# Exercise directions
Repeat word for word the part of the pool player profile that runs from "I’m meeting the" up to and including "10 minutes late.".

# Document section
>>>
The “it” he is referring to is to play pool professionally.

In 2010 when he was 14, he quit school to train and realise his dream of becoming a world-class cuesports player.

In October last year, that dream came true. A series of good showings at tournaments

pushed Yapp to No. 1 in the World Pool-Billiard Association (WPA) rankings

.

He is currently ranked No. 3.

I’m meeting the 25-year-old in early January at Rabbit Carrot Gun, an eatery in East Coast Road serving British-style dishes.

We’ve chosen to go there because it’s near Katong Shopping Centre where Cuesports Singapore - the national body for the sport - is based and holds its training.

I’d asked if he could show me a few moves after lunch.

“Sure,” he says over WhatsApp, “no problem. I can set up some tricks for you to do haha.”

We arrange to meet at 12.30pm. He pings me to apologise for running 10 minutes late.

He arrives soon after, looking like he has rushed over. He’s dressed in a grey T-shirt, dark casual pants and cream adidas Yeezy sneakers. His face mask has a logo of Mezz Cues, a Japanese cues maker which sponsors him.
<<<
# Record extracts
>>>
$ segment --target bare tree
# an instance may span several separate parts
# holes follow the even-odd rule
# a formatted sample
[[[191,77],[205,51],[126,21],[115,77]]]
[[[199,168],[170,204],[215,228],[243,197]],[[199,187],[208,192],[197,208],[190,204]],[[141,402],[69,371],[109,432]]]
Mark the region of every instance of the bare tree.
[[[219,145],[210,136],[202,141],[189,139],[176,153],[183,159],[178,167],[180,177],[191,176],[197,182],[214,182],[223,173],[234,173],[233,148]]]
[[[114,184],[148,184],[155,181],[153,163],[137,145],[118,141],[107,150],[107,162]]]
<<<
# Task output
I’m meeting the 25-year-old in early January at Rabbit Carrot Gun, an eatery in East Coast Road serving British-style dishes.

We’ve chosen to go there because it’s near Katong Shopping Centre where Cuesports Singapore - the national body for the sport - is based and holds its training.

I’d asked if he could show me a few moves after lunch.

“Sure,” he says over WhatsApp, “no problem. I can set up some tricks for you to do haha.”

We arrange to meet at 12.30pm. He pings me to apologise for running 10 minutes late.